### Passage to read:
== Segment start ==

In her ruling, Judge Cannon left open the possibility that Mr. Trump’s legal team could contest the seizure of some materials based on an assertion of executive privilege.
But the department noted in its filing that Mr. Trump “himself declined to assert any claim of executive privilege over the classified records” found at Mar-a-Lago after a grand jury issued a subpoena for them in May.
The government is still required to confer with Mr. Trump’s lawyers to produce a list of potential arbiters to the court by Friday, unless the judge extends the deadline she imposed this week. A spokesman for the department said it intended to do so, provided it could reach an agreement with Mr. Trump’s team.
The filing said the government would soon make available to Mr. Trump’s team “copies of all unclassified documents recovered during the search — both personal records and government records.” It added that it would return Mr. Trump’s personal items that were not mixed with classified records.
Mr. Trump’s legal team did not immediately comment on the filing.
But on his Truth Social platform, Mr. Trump accused the department of planting evidence and complained about its decision to appeal the ruling. He called Judge Cannon, whom he appointed in November 2020, “a brilliant and courageous judge whose words of wisdom rang true throughout our nation.”
Under Judge Cannon’s ruling, prosecutors are barred from using the trove of documents they retrieved in the search of Mar-a-Lago for further investigation pending the completion of a review by the arbiter.

== Segment end ==

### What the task asks:
Copy out word for word the portion of the passage on Judge Cannon's ruling that opens with the words containing "But on his Truth" and closes with "by the arbiter.".

### Data provided:
== Segment start ==

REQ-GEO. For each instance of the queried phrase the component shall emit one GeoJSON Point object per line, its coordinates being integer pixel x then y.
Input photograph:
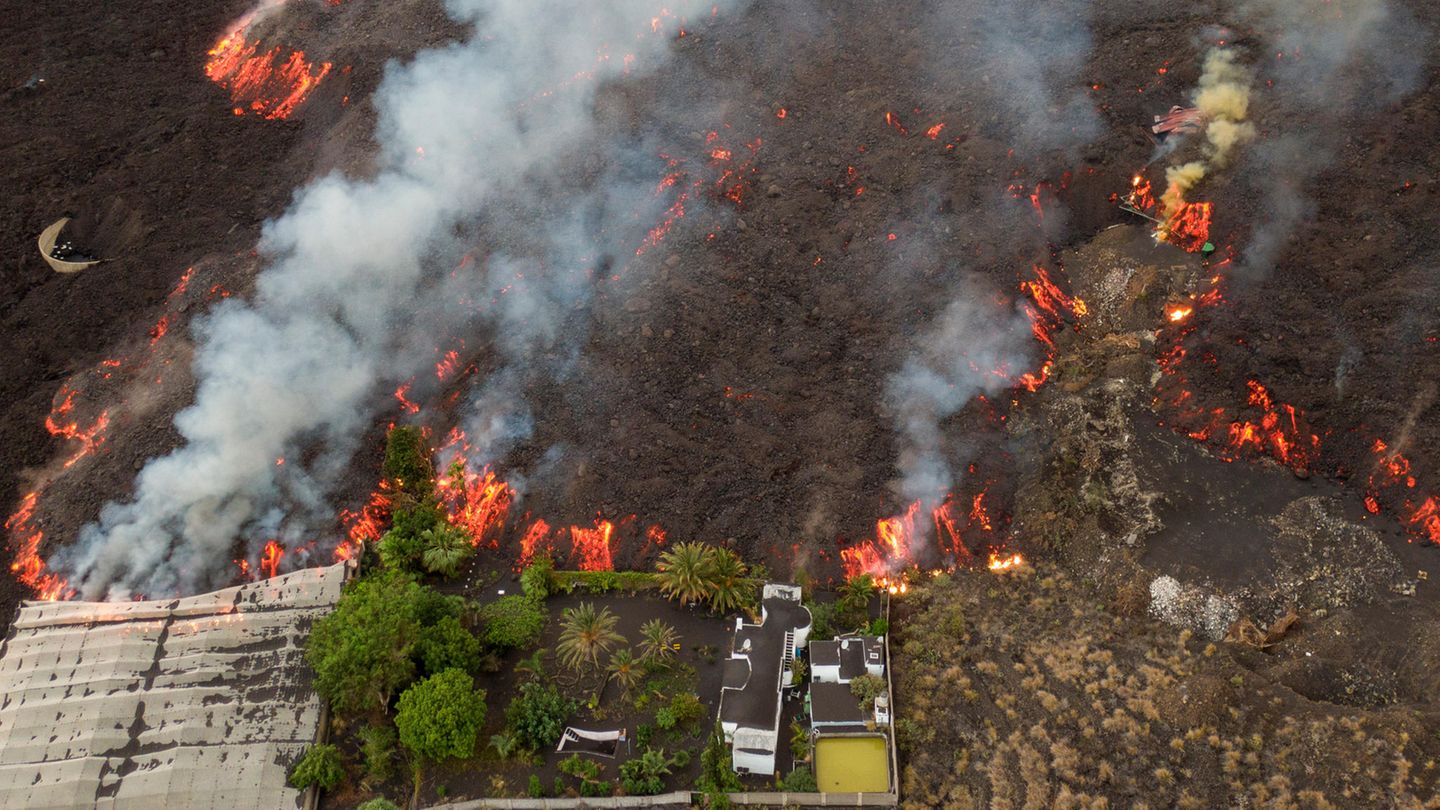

== Segment end ==

### Written answer:
But on his Truth Social platform, Mr. Trump accused the department of planting evidence and complained about its decision to appeal the ruling. He called Judge Cannon, whom he appointed in November 2020, “a brilliant and courageous judge whose words of wisdom rang true throughout our nation.”
Under Judge Cannon’s ruling, prosecutors are barred from using the trove of documents they retrieved in the search of Mar-a-Lago for further investigation pending the completion of a review by the arbiter.